I've reduced the unsafe
boundary, and thus the necessary cognitive burden to review the invariants, down to an UnsafeOption<T>
which only features a .get_or_insert_with()
and a as_ref()
getters:
#![deny(unsafe_code)]
use safety_boundary::UnsafeOption;
mod safety_boundary {
#![allow(unsafe_code)] // <- Safety boundary
use super::*;
/// UnsafeOption is a less-optimized but safer version
/// of MaybeUninit, because whether or not it is initialized
/// can be inspected.
pub
struct UnsafeOption<T> (
UnsafeCell<Option<T>>, // Never `!Sync`
);
/// The following could be added, although it's not necessary.
unsafe
impl<T : Send> Send for UnsafeOption<T>
{}
impl<T> UnsafeOption<T> {
pub
const
fn none ()
-> UnsafeOption<T>
{
UnsafeOption(UnsafeCell::new(None))
}
pub
fn as_ref (self: &'_ UnsafeOption<T>)
-> Option<&'_ T>
{
unsafe {
(&*self.0.get() as &Option<T>)
.as_ref()
}
}
pub
fn try_init_with (
self: &'_ UnsafeOption<T>,
f: impl FnOnce() -> T,
) -> Result<&'_ T, &'_ T>
{
// SAFETY & invariants:
// - The moment `.as_ref()` yields a `Some`, it will never be mutated ever again.
// - Lack of `Sync` guarantees lack of parallelism, here.

▬▬▬▬▬▬

Directive A:
According to the UnsafeOption code, why is UnsafeOption safer than MaybeUninit?
Directive B:
Which functions does the `impl<T> UnsafeOption<T>` block in the UnsafeOption code define?
Directive C:
Can you extend the UnsafeOption code, picking up right after its last comment line?
You won't need the entries for any of this.

▬▬▬▬▬▬

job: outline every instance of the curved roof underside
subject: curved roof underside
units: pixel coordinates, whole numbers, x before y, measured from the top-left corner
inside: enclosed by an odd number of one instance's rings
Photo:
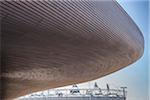
[[[1,1],[2,96],[96,79],[135,62],[143,36],[115,1]]]

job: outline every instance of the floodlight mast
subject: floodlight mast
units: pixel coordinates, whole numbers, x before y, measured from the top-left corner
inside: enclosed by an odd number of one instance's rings
[[[123,89],[123,97],[124,97],[124,100],[126,100],[126,89],[127,89],[127,87],[121,87],[121,89]]]

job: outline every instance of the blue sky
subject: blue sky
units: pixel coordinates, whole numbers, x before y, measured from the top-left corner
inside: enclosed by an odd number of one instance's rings
[[[148,100],[148,1],[117,0],[143,33],[145,51],[141,59],[130,66],[100,79],[79,84],[79,87],[93,87],[97,82],[101,88],[109,83],[110,88],[126,86],[127,100]]]
[[[144,54],[137,62],[120,71],[94,81],[79,84],[78,86],[81,88],[92,88],[94,82],[97,82],[101,88],[106,88],[107,83],[110,85],[110,88],[126,86],[128,87],[127,100],[148,100],[148,37],[150,39],[150,36],[148,36],[148,1],[117,1],[142,31],[145,40]],[[70,88],[70,86],[63,88]]]

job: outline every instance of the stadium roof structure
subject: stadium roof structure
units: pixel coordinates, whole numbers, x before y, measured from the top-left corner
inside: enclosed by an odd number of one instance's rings
[[[114,0],[0,3],[2,98],[97,79],[143,54],[141,31]]]

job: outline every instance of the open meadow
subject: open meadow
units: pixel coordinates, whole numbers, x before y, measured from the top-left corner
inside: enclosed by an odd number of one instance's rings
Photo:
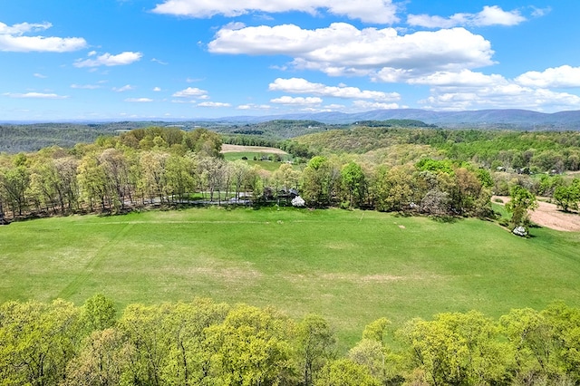
[[[580,234],[375,211],[190,208],[0,227],[0,302],[95,293],[120,308],[208,296],[324,316],[343,343],[386,316],[580,306]]]

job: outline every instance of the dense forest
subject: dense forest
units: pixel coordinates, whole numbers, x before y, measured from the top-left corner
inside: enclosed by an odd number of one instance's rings
[[[3,385],[575,385],[580,309],[555,303],[369,323],[347,352],[322,316],[210,299],[134,304],[97,294],[0,305]]]

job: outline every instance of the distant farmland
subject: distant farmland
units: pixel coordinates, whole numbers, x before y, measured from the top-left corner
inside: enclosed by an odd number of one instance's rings
[[[382,316],[580,305],[577,232],[379,212],[195,208],[0,227],[0,302],[103,293],[119,306],[208,296],[316,313],[347,343]]]

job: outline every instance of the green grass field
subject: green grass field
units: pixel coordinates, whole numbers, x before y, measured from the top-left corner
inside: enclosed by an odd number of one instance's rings
[[[0,302],[209,296],[326,317],[343,343],[386,316],[580,306],[580,234],[378,212],[191,208],[0,227]]]

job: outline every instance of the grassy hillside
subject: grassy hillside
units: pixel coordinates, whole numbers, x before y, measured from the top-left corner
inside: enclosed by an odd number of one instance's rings
[[[475,219],[343,210],[198,208],[0,227],[0,302],[97,292],[120,306],[210,296],[318,313],[347,343],[369,322],[554,300],[580,305],[577,233],[522,239]]]

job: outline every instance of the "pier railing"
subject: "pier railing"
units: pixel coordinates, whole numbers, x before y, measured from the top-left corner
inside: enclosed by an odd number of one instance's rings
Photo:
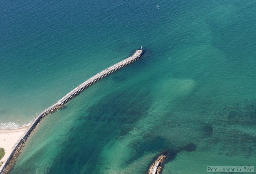
[[[3,164],[0,167],[0,174],[7,173],[10,169],[8,166],[9,163],[12,163],[12,160],[15,158],[16,154],[18,154],[19,151],[22,148],[23,143],[29,136],[31,132],[39,124],[42,119],[49,113],[58,109],[61,105],[66,103],[79,93],[90,86],[95,83],[101,79],[110,75],[122,68],[133,62],[139,59],[142,55],[142,49],[137,50],[135,53],[131,56],[113,65],[108,68],[97,73],[91,77],[83,83],[76,87],[61,98],[57,103],[52,105],[47,109],[41,112],[33,121],[29,127],[20,138],[14,146],[11,154],[9,155],[6,162]]]

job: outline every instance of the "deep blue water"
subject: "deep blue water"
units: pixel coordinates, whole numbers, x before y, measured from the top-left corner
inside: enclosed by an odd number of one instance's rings
[[[256,166],[255,7],[0,2],[2,128],[29,124],[91,76],[145,51],[45,118],[11,173],[144,173],[163,151],[171,155],[163,174]]]

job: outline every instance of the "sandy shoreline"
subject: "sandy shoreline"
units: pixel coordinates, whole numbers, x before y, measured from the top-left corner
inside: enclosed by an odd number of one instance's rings
[[[29,127],[28,125],[16,129],[0,129],[0,148],[3,148],[5,152],[5,155],[0,160],[0,162],[4,162],[0,167],[0,170],[11,153],[14,146]]]

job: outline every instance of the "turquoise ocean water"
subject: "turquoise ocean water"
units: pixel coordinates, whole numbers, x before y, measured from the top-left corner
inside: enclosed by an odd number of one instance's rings
[[[48,116],[11,173],[163,174],[256,166],[255,1],[0,1],[0,127],[143,58]]]

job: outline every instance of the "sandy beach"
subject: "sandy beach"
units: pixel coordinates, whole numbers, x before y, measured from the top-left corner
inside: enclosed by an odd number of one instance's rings
[[[0,162],[4,162],[0,167],[0,170],[4,165],[15,143],[29,127],[29,126],[26,126],[17,129],[0,129],[0,148],[3,148],[5,152],[5,155],[0,160]]]

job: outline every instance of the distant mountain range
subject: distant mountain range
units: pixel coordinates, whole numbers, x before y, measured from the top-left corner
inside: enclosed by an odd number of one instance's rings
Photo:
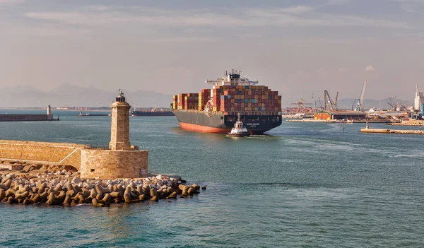
[[[122,89],[128,102],[136,107],[170,107],[172,95],[149,90],[129,91]],[[67,83],[58,85],[49,91],[42,91],[32,86],[13,86],[0,88],[0,107],[108,107],[117,95],[117,90],[107,91],[95,88],[83,88]],[[387,102],[393,104],[394,99],[381,100],[382,109],[390,109]],[[405,105],[405,101],[397,99],[396,102]],[[316,107],[322,105],[316,101]],[[351,109],[355,99],[339,99],[339,109]],[[408,101],[409,105],[413,102]],[[379,108],[380,100],[373,99],[364,100],[366,110],[375,107]],[[288,105],[283,107],[295,107]],[[355,106],[354,106],[355,107]]]
[[[364,99],[364,110],[368,110],[372,107],[380,108],[380,102],[381,102],[381,109],[382,110],[390,110],[391,107],[389,105],[389,102],[391,105],[394,105],[394,98],[384,98],[380,100],[375,100],[375,99]],[[413,105],[413,101],[408,101],[407,102],[401,99],[396,100],[396,105],[401,104],[402,105],[405,105],[406,103],[408,105]],[[316,102],[316,107],[321,107],[322,105],[322,100],[321,102]],[[351,110],[352,107],[355,108],[358,105],[355,105],[356,102],[355,99],[353,98],[343,98],[338,99],[337,101],[337,106],[338,106],[338,109],[343,110]]]
[[[122,89],[128,102],[133,107],[170,107],[172,95],[149,90],[129,91]],[[102,107],[109,106],[117,95],[94,88],[83,88],[61,84],[50,91],[32,86],[13,86],[0,88],[0,107]]]

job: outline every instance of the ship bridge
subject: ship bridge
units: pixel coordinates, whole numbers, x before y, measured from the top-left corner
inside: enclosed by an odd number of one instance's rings
[[[255,81],[249,81],[249,77],[246,75],[245,78],[241,78],[241,71],[237,71],[232,69],[231,73],[228,73],[225,71],[225,76],[220,78],[216,78],[216,80],[207,80],[206,83],[210,84],[213,86],[220,86],[220,85],[254,85],[259,83],[257,80]],[[213,87],[214,88],[215,87]]]

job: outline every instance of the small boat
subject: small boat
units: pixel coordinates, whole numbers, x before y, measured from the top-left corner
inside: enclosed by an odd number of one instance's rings
[[[243,124],[243,122],[240,121],[240,115],[238,116],[238,119],[234,124],[234,127],[231,129],[231,131],[227,134],[228,137],[247,137],[250,136],[250,133]]]

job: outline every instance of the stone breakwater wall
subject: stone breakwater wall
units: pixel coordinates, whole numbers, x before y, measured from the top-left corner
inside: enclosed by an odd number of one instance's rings
[[[424,130],[394,130],[394,129],[362,129],[363,133],[377,133],[377,134],[424,134]]]
[[[409,120],[402,121],[398,123],[388,123],[388,125],[391,126],[424,126],[424,121],[420,120]]]
[[[148,151],[86,148],[81,150],[81,160],[83,178],[145,177]]]
[[[29,163],[69,165],[79,170],[81,150],[88,146],[36,141],[0,140],[0,158]]]
[[[199,194],[201,187],[180,178],[158,175],[144,179],[83,180],[78,177],[0,176],[0,202],[9,203],[109,206],[112,203],[176,199]],[[206,189],[206,187],[202,187]]]

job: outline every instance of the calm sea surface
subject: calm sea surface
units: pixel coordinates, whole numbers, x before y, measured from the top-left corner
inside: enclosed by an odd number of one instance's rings
[[[54,114],[60,122],[0,122],[0,139],[108,144],[110,117]],[[131,117],[151,172],[208,189],[110,208],[0,204],[0,247],[423,247],[424,136],[364,126],[283,122],[232,139]]]

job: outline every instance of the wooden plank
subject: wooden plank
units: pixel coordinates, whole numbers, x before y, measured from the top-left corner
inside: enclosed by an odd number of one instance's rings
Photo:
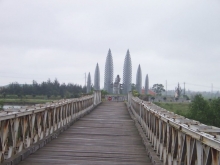
[[[104,102],[20,165],[150,165],[124,103]]]

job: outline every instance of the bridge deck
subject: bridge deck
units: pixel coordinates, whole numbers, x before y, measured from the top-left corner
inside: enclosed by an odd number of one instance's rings
[[[104,102],[20,165],[150,165],[124,103]]]

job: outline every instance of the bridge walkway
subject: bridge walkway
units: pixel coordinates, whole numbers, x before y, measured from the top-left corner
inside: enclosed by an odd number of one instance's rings
[[[19,165],[151,165],[122,102],[104,102]]]

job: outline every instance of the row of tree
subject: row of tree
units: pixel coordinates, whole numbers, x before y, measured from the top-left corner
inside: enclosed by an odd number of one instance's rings
[[[33,80],[32,84],[18,84],[17,82],[9,84],[7,87],[0,91],[4,97],[7,95],[46,95],[50,96],[61,96],[61,97],[79,97],[81,93],[86,93],[86,87],[82,87],[77,84],[60,84],[57,79],[51,81],[44,81],[37,83]]]
[[[201,94],[194,97],[186,117],[203,124],[220,127],[220,98],[206,100]]]

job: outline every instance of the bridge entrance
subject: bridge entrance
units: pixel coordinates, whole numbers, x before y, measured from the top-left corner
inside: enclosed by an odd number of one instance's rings
[[[119,111],[120,109],[120,111]],[[19,165],[150,165],[122,102],[103,102]]]

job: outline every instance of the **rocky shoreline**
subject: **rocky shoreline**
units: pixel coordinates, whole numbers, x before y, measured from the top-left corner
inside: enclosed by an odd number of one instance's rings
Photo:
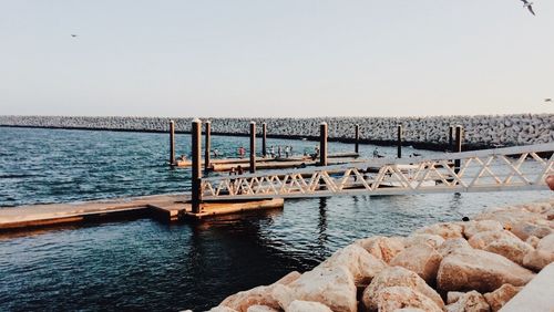
[[[175,121],[177,132],[191,131],[193,118],[181,117],[0,116],[0,126],[167,132],[170,119]],[[202,119],[212,122],[214,134],[247,135],[249,122],[255,121],[267,123],[269,137],[308,139],[317,138],[319,124],[327,122],[329,139],[340,142],[351,142],[353,126],[359,124],[361,142],[379,145],[396,143],[397,125],[402,124],[404,144],[428,149],[443,149],[448,145],[451,125],[464,127],[464,144],[469,149],[554,142],[554,114]]]
[[[499,311],[553,261],[554,198],[360,239],[209,311]]]

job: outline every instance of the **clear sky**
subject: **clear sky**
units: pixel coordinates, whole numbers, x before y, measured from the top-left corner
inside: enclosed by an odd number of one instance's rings
[[[0,0],[0,115],[554,113],[534,2]]]

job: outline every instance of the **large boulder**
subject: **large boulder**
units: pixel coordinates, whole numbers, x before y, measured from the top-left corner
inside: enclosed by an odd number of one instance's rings
[[[399,237],[370,237],[357,240],[355,243],[387,263],[404,249],[403,238]]]
[[[227,306],[239,312],[246,312],[250,305],[267,305],[279,309],[279,303],[271,295],[273,289],[276,285],[289,284],[298,278],[300,278],[300,273],[297,271],[290,272],[270,285],[256,287],[232,294],[222,301],[219,306]]]
[[[356,285],[368,285],[371,279],[387,268],[387,263],[377,259],[358,245],[350,245],[335,252],[329,259],[318,266],[332,268],[343,266],[348,268]]]
[[[430,233],[414,233],[404,239],[404,247],[410,248],[412,246],[427,243],[432,248],[437,249],[444,242],[444,238],[438,235]]]
[[[438,235],[444,239],[463,238],[463,226],[453,222],[435,223],[432,226],[417,229],[416,233]]]
[[[437,275],[442,291],[494,291],[505,283],[524,285],[535,274],[509,259],[479,249],[458,249],[442,259]]]
[[[363,291],[362,303],[369,311],[378,309],[377,297],[379,291],[390,287],[407,287],[431,299],[440,309],[444,306],[441,297],[430,288],[423,279],[402,267],[390,267],[377,274]]]
[[[429,297],[408,287],[388,287],[381,289],[377,293],[375,302],[379,312],[393,312],[403,308],[442,312],[442,309],[429,299]]]
[[[493,292],[488,292],[484,298],[493,312],[499,311],[506,302],[522,290],[522,287],[514,287],[512,284],[503,284],[501,288]]]
[[[248,306],[246,312],[279,312],[279,310],[274,309],[271,306],[267,306],[267,305],[255,304],[255,305]]]
[[[502,223],[496,220],[472,220],[463,223],[463,235],[468,239],[479,232],[501,231],[503,229]]]
[[[484,297],[472,290],[470,292],[449,292],[448,312],[489,312],[489,303]]]
[[[506,230],[485,231],[474,235],[469,241],[471,247],[494,252],[522,266],[523,257],[533,247]]]
[[[329,306],[314,301],[293,301],[285,312],[332,312]]]
[[[554,262],[554,233],[541,239],[536,249],[523,258],[523,266],[535,271],[541,271],[551,262]]]
[[[510,231],[522,240],[526,240],[531,236],[543,238],[554,232],[550,223],[552,223],[552,221],[547,220],[520,221],[514,222]]]
[[[423,243],[402,250],[390,260],[390,266],[408,269],[420,275],[428,284],[434,284],[441,260],[441,254],[434,248]]]
[[[278,284],[271,298],[283,310],[295,300],[319,302],[336,312],[356,311],[357,308],[353,277],[343,266],[316,268],[287,285]]]
[[[472,247],[463,238],[452,238],[447,239],[441,246],[439,246],[437,251],[442,258],[444,258],[458,249],[472,249]]]

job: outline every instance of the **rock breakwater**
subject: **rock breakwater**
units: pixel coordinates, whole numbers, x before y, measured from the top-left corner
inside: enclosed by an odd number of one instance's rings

▬▬▬▬▬▬

Answer A:
Whether or not it is initialized can be inspected.

Answer B:
none, as_ref, try_init_with

Answer C:
// - We need to be mindful of re-entrancy, though. Here, the calls to `f()` or `drop(f)`.
if let Some(already_present) = self.as_ref() {
// We witnessed a `Some`: no longer mutated, all is fine.
drop(f); // <- do not forget about this side-effect.
return Err(already_present);
}
// We may be tempted to do `….write(f())`, but that
// `f()` could re-entrantly init the value, and let
// the obtained `&T` escape. It is thus better to just delegate
// to a by-value try_init:
self.try_init(f())
.map_err(|(my_val, already_present)| {
// warn!("re-entrant init!");
drop(my_val); // <- do not forget about this side-effect.
already_present
})
}
pub
fn try_init (
self: &'_ UnsafeOption<T>,
value: T,
) -> Result<&'_ T, (T, &'_ T)>
{
if let Some(already_present) = self.as_ref() {
// We witnessed a `Some`: no longer mutated, all is fine.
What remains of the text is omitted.